Görev talimatları |
1. Kuran’ı anlamaya dair metni iki cümleyle özetleyin.
2. Aşağıdaki (a), (b) ve (c) ifadelerinin Kuran’ı anlamaya dair metinle uyuşup uyuşmadığını lütfen evet ya da hayır diye belirtin. Her cevabın yanına metinden belirleyici sözleri aynen alıntılayın.
(a) Kuran’ı anlamadaki en büyük sorun Kuran’ın kendisidir.
(b) Kuran’da dua ayetleri de bulunur.
(c) Okuduklarımızın anlamına bakarsak, istediğimiz şeylerin Kuran’a aykırı olduğunu görebiliriz.
3. Kuran’ı anlamaya dair metinde "Kuran’ın hastalıklara karşı, sosyal" ile başlayıp "aykırı olduğunu göreceğiz!" sözlerine kadar giden kısmı kelimesi kelimesine aktarın.

Alıntılanan metin |
Kuran’ı anlama konusunda en büyük sorunumuz, Kuran’ın
bizatihi kendisi değildir. Kuran’ı anlama konusunda önümüze konulan
engellerdir. Nedir bunlar?
1-
Arapça bilmeme sorunu, dolayısıyla insanlar
sadece okumakla yetiniyor. Din adına yazılan tüm kitapların Kuran’ın anlamı
algısıyla, onları okuyarak doğru ve yanlışın iç içe geçtiği bilgilerle
donanıyor.
2-
- Kuran’ın Arapça lafzı okunarak sevap alınacağı
inancının topluma hâkim olması. Yani Kuran bolca okunmalı ki sevap alınmalı.
Kuran’ın hastalıklara karşı, sosyal hayatta başaramadığımız şeylere ulaşmada,
yardım alınmaya bir vasıta olarak görünmesi. Meseleye böyle bakıldığı zaman
anlamına ihtiyaç duyulmamaktadır. Kuran’da elbette dua ayetleri de vardır. Ama
biz bunlara dikkat etmeden ezberimizde ne varsa istek ve arzularımız için
bunları okuruz. Okuduklarımızın anlamına bakıversek bu ayetlerin
isteklerimizden çok daha önemli konulara parmak bastığını, belki de istediğimiz
şeylerin Kuran’a aykırı olduğunu göreceğiz!

Bir veri kümesinden satırlar:
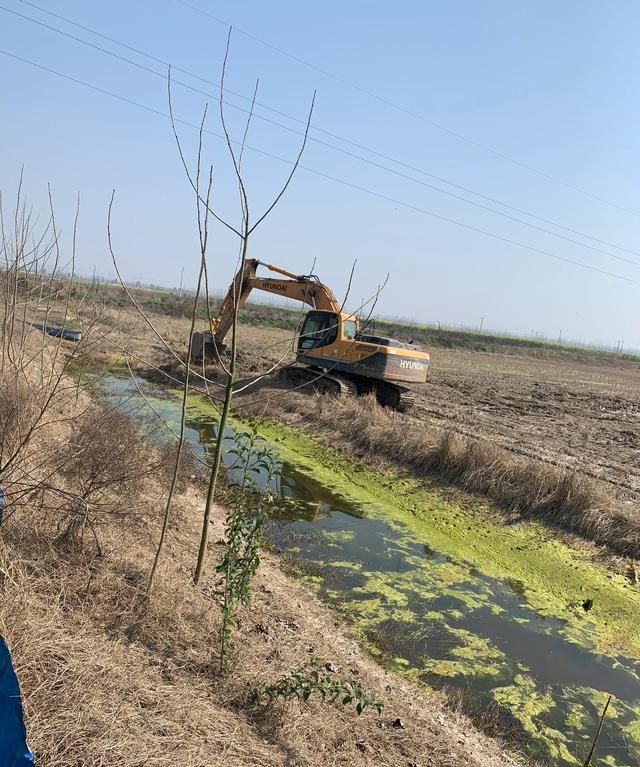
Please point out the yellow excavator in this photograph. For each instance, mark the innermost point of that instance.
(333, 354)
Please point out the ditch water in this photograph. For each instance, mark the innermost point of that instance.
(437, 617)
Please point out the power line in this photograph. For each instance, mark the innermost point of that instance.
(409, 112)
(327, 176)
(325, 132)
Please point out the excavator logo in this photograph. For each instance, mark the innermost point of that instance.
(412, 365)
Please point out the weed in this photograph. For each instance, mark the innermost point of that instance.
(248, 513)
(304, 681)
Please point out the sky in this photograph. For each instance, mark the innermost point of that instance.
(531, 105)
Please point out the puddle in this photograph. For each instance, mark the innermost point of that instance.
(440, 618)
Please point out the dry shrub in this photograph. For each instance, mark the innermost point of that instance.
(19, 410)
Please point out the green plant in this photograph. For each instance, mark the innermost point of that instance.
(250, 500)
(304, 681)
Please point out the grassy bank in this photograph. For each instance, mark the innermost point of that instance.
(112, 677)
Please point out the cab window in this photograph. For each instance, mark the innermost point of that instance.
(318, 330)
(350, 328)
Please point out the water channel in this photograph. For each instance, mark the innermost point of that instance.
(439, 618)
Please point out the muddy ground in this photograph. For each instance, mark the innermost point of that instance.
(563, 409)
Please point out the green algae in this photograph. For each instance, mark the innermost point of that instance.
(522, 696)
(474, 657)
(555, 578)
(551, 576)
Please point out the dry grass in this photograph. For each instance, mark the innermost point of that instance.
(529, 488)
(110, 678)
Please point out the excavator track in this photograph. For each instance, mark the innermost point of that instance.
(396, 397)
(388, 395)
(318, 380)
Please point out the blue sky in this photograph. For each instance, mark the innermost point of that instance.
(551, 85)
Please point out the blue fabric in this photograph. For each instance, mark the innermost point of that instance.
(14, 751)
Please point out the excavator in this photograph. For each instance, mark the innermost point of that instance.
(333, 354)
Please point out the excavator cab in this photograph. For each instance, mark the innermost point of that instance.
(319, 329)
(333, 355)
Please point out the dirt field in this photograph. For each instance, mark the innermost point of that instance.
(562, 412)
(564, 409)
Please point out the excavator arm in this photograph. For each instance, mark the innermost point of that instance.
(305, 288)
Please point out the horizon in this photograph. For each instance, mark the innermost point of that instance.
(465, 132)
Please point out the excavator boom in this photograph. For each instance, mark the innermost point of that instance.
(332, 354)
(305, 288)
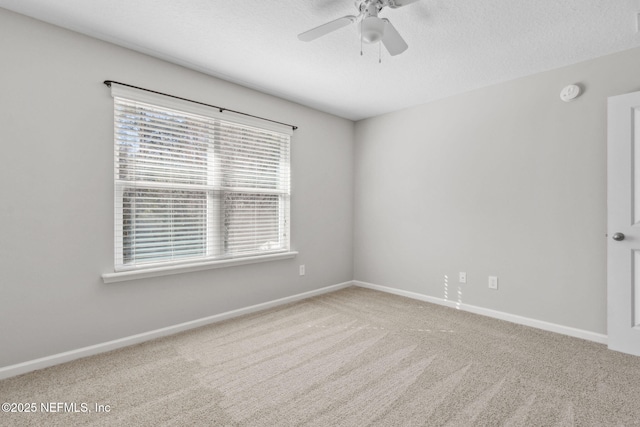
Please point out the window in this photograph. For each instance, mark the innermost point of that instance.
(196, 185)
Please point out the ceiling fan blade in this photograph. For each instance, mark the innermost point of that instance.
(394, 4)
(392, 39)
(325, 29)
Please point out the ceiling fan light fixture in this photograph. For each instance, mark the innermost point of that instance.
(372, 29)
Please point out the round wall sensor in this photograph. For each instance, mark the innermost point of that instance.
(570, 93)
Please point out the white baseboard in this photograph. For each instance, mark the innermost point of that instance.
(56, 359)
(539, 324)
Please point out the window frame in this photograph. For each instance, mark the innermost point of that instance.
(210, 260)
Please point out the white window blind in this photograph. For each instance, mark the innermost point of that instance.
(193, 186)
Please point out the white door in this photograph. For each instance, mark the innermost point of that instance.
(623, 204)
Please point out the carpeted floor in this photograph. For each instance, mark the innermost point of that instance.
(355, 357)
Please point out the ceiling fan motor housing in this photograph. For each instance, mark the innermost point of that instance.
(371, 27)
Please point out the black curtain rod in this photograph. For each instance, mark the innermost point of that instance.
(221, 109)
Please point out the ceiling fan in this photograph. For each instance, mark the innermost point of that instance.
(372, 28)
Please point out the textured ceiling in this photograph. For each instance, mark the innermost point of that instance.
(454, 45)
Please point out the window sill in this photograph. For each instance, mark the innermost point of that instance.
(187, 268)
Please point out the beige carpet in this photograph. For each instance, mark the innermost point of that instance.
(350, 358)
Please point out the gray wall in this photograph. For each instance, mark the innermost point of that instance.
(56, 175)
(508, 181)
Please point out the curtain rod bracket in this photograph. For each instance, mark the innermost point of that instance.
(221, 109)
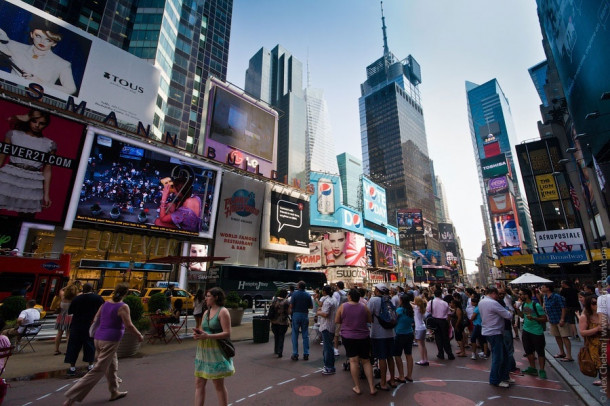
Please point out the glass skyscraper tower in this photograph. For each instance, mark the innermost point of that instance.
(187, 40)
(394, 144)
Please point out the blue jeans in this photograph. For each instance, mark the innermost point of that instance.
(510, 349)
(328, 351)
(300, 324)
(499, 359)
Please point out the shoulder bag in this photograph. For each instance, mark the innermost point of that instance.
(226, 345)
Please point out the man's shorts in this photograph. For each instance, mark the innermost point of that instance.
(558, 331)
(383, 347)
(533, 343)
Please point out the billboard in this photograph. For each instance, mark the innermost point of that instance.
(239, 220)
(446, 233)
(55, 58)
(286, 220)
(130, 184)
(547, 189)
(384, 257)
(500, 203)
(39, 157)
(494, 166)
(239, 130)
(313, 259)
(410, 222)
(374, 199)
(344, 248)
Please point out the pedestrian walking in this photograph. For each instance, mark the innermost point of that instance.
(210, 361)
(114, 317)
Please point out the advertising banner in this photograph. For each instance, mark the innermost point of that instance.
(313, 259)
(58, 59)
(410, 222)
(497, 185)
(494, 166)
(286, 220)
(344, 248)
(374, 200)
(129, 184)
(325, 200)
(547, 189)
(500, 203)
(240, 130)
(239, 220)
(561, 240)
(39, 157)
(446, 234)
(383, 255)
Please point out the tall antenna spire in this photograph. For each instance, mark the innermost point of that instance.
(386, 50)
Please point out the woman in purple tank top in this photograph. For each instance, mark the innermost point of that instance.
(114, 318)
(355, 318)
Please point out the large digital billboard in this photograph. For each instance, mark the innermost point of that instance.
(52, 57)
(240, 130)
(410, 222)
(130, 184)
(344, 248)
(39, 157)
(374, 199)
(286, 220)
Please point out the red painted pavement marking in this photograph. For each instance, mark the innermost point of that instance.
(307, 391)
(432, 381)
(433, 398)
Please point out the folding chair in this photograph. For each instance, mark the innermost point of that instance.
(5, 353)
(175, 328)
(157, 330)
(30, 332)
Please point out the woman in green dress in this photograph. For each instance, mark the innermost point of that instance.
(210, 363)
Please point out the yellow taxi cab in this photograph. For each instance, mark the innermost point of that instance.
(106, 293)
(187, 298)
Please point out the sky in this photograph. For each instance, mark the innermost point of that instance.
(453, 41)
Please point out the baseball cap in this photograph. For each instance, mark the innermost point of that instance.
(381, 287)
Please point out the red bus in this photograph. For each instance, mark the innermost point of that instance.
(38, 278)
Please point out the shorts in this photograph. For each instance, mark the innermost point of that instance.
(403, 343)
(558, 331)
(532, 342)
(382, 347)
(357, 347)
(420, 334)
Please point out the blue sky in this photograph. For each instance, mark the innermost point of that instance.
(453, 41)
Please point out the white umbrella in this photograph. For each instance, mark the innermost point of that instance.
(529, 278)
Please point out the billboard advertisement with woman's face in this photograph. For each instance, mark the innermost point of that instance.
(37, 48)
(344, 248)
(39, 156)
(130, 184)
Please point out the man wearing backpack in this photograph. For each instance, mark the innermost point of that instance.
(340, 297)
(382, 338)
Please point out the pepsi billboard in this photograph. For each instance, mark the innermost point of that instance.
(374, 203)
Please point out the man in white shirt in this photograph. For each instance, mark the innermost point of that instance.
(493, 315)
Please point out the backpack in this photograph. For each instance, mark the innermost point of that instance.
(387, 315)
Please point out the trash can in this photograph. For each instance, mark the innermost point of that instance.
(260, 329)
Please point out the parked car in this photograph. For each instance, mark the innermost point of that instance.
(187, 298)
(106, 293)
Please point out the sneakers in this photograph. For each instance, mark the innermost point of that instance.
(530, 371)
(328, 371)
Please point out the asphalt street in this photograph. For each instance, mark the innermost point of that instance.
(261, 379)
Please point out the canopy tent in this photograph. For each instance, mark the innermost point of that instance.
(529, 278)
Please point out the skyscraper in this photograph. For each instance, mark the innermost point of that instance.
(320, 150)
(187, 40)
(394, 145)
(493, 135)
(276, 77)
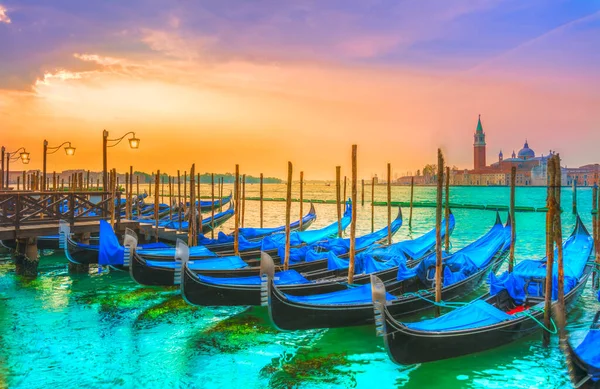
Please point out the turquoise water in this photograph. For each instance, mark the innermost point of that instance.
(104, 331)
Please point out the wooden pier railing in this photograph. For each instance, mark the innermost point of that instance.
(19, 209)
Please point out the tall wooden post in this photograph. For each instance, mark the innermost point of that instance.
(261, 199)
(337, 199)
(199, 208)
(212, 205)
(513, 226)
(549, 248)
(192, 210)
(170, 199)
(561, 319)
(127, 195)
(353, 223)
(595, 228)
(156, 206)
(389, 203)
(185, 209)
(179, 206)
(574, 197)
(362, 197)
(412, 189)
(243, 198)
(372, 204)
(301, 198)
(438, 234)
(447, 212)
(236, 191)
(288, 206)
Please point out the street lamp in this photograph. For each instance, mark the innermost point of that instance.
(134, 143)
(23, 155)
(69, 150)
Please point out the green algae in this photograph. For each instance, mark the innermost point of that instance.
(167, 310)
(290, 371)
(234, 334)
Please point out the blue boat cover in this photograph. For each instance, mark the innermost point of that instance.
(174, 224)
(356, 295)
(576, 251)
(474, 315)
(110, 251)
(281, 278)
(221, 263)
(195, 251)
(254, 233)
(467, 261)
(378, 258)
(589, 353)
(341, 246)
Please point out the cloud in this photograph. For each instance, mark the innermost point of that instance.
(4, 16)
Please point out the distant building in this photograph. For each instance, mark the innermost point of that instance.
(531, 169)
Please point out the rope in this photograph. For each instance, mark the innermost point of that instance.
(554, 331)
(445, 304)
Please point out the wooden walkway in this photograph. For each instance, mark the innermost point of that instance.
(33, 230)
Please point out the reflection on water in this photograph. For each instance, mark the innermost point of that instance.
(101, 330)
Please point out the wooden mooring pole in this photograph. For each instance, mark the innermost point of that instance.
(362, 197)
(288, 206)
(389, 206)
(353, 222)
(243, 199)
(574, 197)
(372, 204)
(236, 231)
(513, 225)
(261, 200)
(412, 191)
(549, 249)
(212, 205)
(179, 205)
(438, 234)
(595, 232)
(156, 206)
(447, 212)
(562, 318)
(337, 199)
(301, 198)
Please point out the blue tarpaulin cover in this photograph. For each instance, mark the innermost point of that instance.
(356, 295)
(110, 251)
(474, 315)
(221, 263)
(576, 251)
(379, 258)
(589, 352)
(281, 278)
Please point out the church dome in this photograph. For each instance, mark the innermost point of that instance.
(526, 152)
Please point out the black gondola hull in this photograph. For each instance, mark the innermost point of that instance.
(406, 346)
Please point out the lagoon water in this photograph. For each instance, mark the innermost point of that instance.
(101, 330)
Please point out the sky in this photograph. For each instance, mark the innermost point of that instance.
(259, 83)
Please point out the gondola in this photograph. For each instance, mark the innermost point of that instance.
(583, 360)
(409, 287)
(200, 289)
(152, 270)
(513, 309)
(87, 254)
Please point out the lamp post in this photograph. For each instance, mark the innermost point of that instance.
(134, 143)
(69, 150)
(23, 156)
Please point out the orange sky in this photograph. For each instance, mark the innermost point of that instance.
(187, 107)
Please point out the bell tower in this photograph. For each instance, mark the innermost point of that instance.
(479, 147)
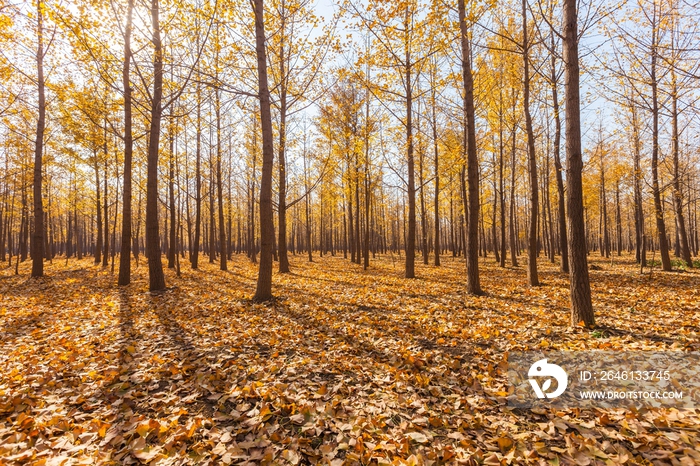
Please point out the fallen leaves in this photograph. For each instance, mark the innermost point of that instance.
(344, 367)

Cevaplar |
1. Kuran’ı anlamadaki en büyük sorun Kuran’ın kendisi değil, önümüze konulan engellerdir; bunlardan biri, Arapça bilinmediği için insanların yalnızca okumakla yetinmesidir. Bir diğeri, Arapça lafzı okuyarak sevap alınacağı ve Kuran’ın hastalıklara karşı ya da sosyal hayatta başaramadığımız şeylere ulaşmada bir yardım vasıtası olduğu inancının topluma hâkim olmasıdır; böyle bakılınca anlamına ihtiyaç duyulmaz.

2.
(a) Hayır: "Kuran’ı anlama konusunda en büyük sorunumuz, Kuran’ın bizatihi kendisi değildir."
(b) Evet: "Kuran’da elbette dua ayetleri de vardır."
(c) Evet: "belki de istediğimiz şeylerin Kuran’a aykırı olduğunu göreceğiz!"

3.
Kuran’ın hastalıklara karşı, sosyal hayatta başaramadığımız şeylere ulaşmada,
yardım alınmaya bir vasıta olarak görünmesi. Meseleye böyle bakıldığı zaman
anlamına ihtiyaç duyulmamaktadır. Kuran’da elbette dua ayetleri de vardır. Ama
biz bunlara dikkat etmeden ezberimizde ne varsa istek ve arzularımız için
bunları okuruz. Okuduklarımızın anlamına bakıversek bu ayetlerin
isteklerimizden çok daha önemli konulara parmak bastığını, belki de istediğimiz
şeylerin Kuran’a aykırı olduğunu göreceğiz!